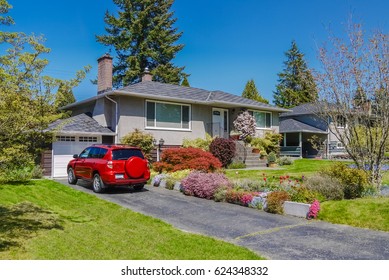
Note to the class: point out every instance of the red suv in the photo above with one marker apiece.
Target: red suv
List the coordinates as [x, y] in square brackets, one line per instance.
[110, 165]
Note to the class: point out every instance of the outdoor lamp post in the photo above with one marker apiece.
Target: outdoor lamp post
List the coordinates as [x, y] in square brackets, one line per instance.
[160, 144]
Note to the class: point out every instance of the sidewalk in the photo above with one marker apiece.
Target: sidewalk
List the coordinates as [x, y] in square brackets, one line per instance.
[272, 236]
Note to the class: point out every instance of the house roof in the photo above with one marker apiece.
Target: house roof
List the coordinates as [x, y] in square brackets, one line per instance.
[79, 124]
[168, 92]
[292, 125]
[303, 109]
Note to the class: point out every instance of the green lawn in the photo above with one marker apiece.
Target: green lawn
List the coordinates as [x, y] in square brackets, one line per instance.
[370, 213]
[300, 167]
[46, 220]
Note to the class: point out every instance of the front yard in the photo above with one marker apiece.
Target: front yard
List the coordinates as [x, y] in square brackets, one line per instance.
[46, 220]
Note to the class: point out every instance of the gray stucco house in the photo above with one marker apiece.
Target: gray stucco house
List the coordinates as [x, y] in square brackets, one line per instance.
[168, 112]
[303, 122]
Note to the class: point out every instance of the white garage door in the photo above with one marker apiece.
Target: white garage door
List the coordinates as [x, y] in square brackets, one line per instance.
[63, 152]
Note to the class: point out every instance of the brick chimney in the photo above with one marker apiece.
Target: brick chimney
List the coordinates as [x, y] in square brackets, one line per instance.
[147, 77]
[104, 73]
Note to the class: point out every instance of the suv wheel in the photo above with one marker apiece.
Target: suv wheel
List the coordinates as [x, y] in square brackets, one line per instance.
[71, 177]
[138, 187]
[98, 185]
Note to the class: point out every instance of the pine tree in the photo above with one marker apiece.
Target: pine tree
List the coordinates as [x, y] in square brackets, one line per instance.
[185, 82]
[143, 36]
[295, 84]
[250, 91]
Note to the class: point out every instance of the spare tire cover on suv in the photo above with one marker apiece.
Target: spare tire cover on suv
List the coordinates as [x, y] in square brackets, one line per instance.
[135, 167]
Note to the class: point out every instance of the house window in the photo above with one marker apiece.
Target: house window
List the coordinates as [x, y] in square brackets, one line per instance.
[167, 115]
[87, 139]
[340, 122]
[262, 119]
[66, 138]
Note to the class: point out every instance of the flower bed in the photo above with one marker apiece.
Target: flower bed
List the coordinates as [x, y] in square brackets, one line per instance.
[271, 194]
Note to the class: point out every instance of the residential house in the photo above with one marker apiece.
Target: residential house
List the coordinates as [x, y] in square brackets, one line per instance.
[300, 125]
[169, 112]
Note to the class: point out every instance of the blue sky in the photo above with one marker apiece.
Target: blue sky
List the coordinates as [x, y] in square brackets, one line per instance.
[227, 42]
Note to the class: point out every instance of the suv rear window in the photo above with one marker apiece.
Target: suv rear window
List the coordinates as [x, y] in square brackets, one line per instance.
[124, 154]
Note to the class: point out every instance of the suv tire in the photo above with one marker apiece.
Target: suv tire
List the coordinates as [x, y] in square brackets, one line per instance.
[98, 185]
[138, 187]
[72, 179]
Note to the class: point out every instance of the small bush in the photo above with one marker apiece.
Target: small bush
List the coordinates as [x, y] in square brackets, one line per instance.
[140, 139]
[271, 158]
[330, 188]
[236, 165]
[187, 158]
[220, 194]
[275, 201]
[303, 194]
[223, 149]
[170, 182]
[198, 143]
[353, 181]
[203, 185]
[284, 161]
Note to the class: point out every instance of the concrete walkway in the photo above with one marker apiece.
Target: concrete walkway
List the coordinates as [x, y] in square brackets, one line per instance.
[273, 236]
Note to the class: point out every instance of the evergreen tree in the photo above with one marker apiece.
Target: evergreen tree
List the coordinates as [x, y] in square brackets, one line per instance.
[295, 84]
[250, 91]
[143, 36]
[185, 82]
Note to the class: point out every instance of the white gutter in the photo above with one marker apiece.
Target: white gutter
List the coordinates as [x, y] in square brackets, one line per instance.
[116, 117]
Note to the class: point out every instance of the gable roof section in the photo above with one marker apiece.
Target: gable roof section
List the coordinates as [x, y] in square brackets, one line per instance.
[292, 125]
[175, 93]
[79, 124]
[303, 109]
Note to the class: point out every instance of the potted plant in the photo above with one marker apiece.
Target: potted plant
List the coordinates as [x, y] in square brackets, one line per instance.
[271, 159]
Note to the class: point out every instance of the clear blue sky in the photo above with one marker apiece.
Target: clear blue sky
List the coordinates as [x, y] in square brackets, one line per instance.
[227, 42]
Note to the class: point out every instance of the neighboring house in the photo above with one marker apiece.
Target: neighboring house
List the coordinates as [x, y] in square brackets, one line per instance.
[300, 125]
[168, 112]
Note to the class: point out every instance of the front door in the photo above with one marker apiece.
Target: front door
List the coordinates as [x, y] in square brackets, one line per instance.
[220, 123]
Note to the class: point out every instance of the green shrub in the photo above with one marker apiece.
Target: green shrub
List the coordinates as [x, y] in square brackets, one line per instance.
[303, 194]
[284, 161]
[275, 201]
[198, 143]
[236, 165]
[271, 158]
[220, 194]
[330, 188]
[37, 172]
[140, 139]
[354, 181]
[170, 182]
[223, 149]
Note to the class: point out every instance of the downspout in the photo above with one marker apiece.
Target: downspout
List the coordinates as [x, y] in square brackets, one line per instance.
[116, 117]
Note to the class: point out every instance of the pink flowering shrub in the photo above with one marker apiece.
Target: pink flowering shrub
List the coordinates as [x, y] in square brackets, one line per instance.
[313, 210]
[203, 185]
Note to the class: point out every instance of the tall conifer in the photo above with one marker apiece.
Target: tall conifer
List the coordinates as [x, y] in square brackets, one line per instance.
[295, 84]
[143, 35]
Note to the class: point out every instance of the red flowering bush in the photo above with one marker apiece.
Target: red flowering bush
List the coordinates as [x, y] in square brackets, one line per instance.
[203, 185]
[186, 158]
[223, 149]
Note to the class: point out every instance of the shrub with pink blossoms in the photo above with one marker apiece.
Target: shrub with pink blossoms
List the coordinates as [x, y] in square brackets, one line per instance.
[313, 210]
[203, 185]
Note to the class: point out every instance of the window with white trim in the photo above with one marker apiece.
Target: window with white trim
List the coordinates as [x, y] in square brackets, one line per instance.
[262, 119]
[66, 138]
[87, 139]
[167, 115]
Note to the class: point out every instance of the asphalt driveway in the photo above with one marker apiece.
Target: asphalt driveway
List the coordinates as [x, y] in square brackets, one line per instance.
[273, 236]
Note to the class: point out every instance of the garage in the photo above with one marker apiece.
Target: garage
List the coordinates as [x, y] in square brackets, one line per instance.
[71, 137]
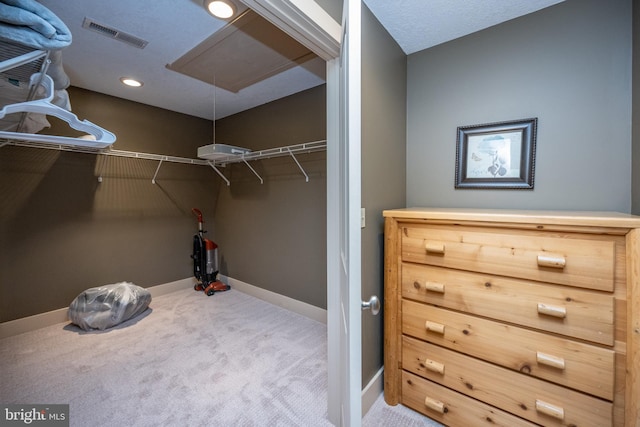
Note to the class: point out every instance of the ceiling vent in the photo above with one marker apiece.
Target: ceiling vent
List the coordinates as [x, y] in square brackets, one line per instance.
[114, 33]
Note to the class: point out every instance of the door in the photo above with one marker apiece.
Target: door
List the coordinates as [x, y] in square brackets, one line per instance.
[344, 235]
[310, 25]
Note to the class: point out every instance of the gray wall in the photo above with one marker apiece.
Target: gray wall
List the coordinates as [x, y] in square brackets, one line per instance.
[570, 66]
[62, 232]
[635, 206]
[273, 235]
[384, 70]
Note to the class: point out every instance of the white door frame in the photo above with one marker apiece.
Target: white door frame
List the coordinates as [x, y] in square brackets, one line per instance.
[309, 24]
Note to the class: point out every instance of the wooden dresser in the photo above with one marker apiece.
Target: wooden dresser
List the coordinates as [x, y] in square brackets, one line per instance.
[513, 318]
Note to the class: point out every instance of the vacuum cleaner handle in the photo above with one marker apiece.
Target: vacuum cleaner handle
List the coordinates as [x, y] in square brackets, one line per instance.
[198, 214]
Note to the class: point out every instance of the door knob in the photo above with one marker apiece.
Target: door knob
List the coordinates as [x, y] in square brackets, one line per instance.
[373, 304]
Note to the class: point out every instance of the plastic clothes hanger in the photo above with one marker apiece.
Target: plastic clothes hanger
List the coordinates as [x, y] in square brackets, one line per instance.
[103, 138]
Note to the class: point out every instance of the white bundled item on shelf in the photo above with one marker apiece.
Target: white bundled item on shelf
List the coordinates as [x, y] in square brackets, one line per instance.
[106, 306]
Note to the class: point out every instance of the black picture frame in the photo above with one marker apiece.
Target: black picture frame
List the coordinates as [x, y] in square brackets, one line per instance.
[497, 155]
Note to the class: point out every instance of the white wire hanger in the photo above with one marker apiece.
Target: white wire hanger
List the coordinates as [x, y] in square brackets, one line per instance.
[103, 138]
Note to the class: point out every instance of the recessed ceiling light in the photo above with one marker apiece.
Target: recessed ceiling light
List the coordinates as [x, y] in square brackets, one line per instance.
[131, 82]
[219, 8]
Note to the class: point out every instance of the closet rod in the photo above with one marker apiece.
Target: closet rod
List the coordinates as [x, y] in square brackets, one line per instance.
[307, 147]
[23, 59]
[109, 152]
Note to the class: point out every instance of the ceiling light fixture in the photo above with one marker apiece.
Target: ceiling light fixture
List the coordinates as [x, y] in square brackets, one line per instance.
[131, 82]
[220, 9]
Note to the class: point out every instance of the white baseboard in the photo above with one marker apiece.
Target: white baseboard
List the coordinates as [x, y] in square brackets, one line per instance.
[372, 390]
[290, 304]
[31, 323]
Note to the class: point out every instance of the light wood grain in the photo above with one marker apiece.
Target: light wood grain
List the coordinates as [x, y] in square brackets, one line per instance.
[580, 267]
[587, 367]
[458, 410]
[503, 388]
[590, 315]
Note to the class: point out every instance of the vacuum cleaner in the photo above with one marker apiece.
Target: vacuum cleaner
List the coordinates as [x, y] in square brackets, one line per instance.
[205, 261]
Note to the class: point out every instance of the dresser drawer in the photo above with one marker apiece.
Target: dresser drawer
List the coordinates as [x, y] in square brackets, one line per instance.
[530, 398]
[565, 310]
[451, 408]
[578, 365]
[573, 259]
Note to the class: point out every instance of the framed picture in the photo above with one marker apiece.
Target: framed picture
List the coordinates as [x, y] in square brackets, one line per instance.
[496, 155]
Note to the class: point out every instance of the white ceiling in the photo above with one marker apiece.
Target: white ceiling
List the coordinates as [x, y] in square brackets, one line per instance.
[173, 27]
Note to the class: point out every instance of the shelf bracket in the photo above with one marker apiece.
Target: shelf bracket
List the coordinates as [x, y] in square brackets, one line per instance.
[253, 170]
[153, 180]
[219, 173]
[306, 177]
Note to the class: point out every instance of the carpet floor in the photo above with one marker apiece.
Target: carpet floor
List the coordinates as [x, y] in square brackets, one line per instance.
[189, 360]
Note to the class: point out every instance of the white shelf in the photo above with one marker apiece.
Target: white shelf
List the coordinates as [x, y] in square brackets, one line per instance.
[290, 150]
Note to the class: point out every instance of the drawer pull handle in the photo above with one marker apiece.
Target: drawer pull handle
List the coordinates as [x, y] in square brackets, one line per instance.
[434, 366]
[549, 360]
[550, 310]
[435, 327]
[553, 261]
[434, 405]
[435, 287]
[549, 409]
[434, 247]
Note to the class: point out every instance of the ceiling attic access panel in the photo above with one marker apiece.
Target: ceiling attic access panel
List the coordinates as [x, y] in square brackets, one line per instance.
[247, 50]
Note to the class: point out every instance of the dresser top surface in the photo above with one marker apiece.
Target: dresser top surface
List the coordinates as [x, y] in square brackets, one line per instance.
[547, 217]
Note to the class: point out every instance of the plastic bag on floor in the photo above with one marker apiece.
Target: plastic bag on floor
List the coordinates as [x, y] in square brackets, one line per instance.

======

-- TASK --
Give exactly the lines from the one with "the ceiling attic" to the end of the entries, nothing before them.

-- SOLVED PROBLEM --
Note to the class: point out every instance of the ceiling attic access panel in the photo above with one marker apiece.
Target: ceiling attic access panel
List the coordinates as [x, y] in square brackets, one line per instance.
[247, 50]
Note to the class: point out every instance of the dresser top surface in the photo above with one marker apiece.
Target: dresser top surface
List the coordinates as [x, y] in square brackets, one line per instance.
[547, 217]
Note to the class: point out every instance of the plastic bag on floor in the photo above with one marker apiece.
Target: plastic bag on floor
List the coordinates as [x, y] in square brackets, one line per instance.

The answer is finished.